_TASKS FOR THIS EXERCISE_
(1) From the Elasticsearch troubleshooting notes, transcribe the passage that begins at the words "If survivor space" and stops after "it via -XX:NewSize.".
(2) In the Elasticsearch troubleshooting notes, what does the high disk watermark determine?

_DOCUMENT EXTRACT_
******
Aggregations are CPU-intensive and memory-intensive. The last part may translate into high GC (check the logs for longer GC events)
Full-text search (without aggregations) is IO latency sensitive
Indexing (especially merging) is CPU intensive and IO throughput intensive
Snapshots, replication and replication are network and disk intensive

Cluster allocation explain

Shows all the decisions that make a particular shard not to be allocated on different nodes:

curl localhost:9200/_cluster/allocation/explain?pretty -d'{
  "index": "INDEX_NAME",
  "shard": 0,
  "primary": true
}'

Also accepts the node name as a node value in the body to show the explanation only for it.

Indices shard stores

curl localhost:9200/$INDEX/_shard_stores?pretty

Returns the last exception that occurred while opening shards of this index.

Troubleshooting actions

Total shards per node

How many shards an index can have on each node (good for force-balancing the cluster):

curl -XPUT localhost:9200/$INDEX/_settings -d '{
  "index.routing.allocation.total_shards_per_node": 2
}'

Disk allocation thresholds

Prevents nodes from running out of disk.

Low watermark: when to stop allocating new shards. High watermark: when to relocate existing shards.

curl -XPUT localhost:9200/_cluster/settings -d '{
    "persistent" : {
        "cluster.routing.allocation.disk.watermark.low" : "70%",
        "cluster.routing.allocation.disk.watermark.high" : "85%"
    }
}'

Shard reroute (allocate, move and cancel)

Allows you to try and allocate a shard manually, or cancel a replication/relocation, or to move a shard:

curl -XPOST localhost:9200/_cluster/reroute -d '{
    "commands" : [ {
        "move" :
            {
              "index" : "INDEX_NAME", "shard" : SHARD_NUMBER,
              "from_node" : "SOURCE_NODE", "to_node" : "DESTINATION_NODE"
            }
        }
    ]
}'

Concurrent replications, relocations and bandwidth

How many shards can be replicated from each node:

curl -XPUT localhost:9200/_cluster/settings?pretty -d '{
  "persistent" : {
    "cluster.routing.allocation.node_concurrent_recoveries": 2
  }
}'

How many shards can move around, cluster-wide:

curl -XPUT localhost:9200/_cluster/settings?pretty -d '{
  "persistent" : {
    "cluster.routing.allocation.cluster_concurrent_rebalance": 2
  }
}'

How much bandwidth can recovery/rebalancing take:

curl -XPUT localhost:9200/_cluster/settings?pretty -d '{
  "persistent" : {
    "indices.recovery.max_bytes_per_sec": "20mb"
  }
}'

Transaction log settings

Trade durability for performance (less IOPS):

curl -XPUT localhost:9200/$INDEX/_settings -d '{
  "index.translog": {
    "index.translog.durability": "async"
  }
}'

GC tuning

If survivor space is mostly full, you can increase it by lowering -XX:SurvivorRatio in jvm.options (default is 8 on most platforms).

If the whole young generation (survivor + eden) is mostly full, you can increase it via -XX:NewSize.

On large heaps (>30GB, usually you’d want to stay under 30GB to get compressed pointers, but 60-90GB may be needed on some big boxes), using G1 instead of CMS should help. To do that, replace:

-XX:+UseConcMarkSweepGC
-XX:CMSInitiatingOccupancyFraction=75
-XX:+UseCMSInitiatingOccupancyOnly

With:

-XX:+UseG1GC

Clear caches

Quick way to free some heap:

curl -XPOST localhost:9200/_cache/clear
******
_SUPPLIED INFORMATION_
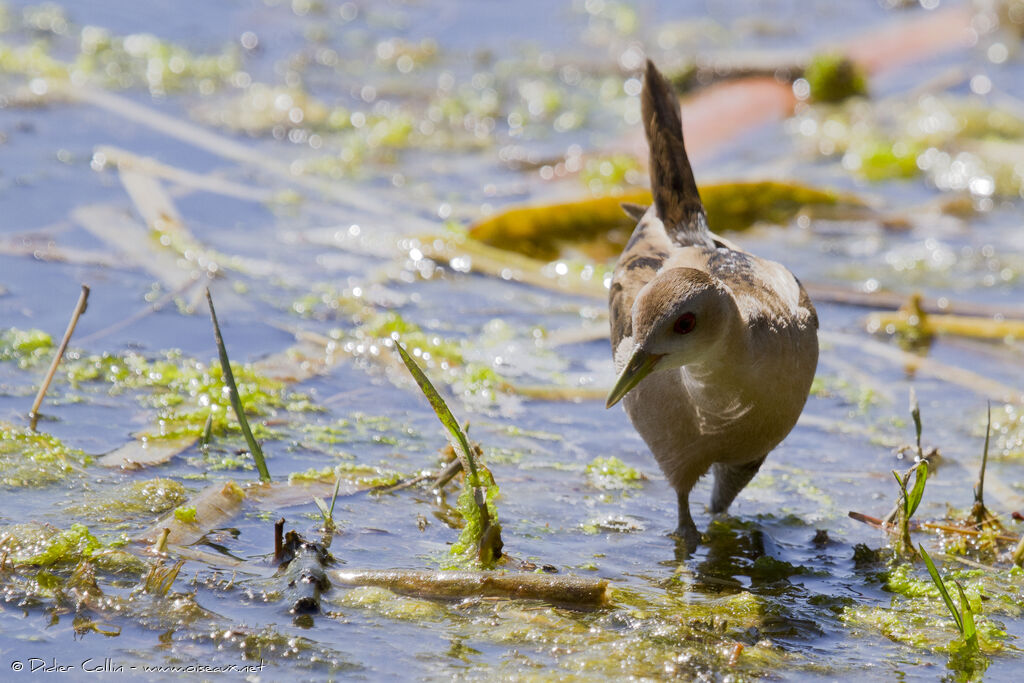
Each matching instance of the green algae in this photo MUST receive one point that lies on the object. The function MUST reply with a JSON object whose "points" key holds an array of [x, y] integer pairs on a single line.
{"points": [[385, 603], [833, 78], [35, 459], [466, 550], [960, 143], [184, 391], [26, 347], [916, 614], [609, 473], [45, 546], [185, 515]]}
******
_WRITTEN RESPONSES_
(1)
If survivor space is mostly full, you can increase it by lowering -XX:SurvivorRatio in jvm.options (default is 8 on most platforms).

If the whole young generation (survivor + eden) is mostly full, you can increase it via -XX:NewSize.

(2) When to relocate existing shards.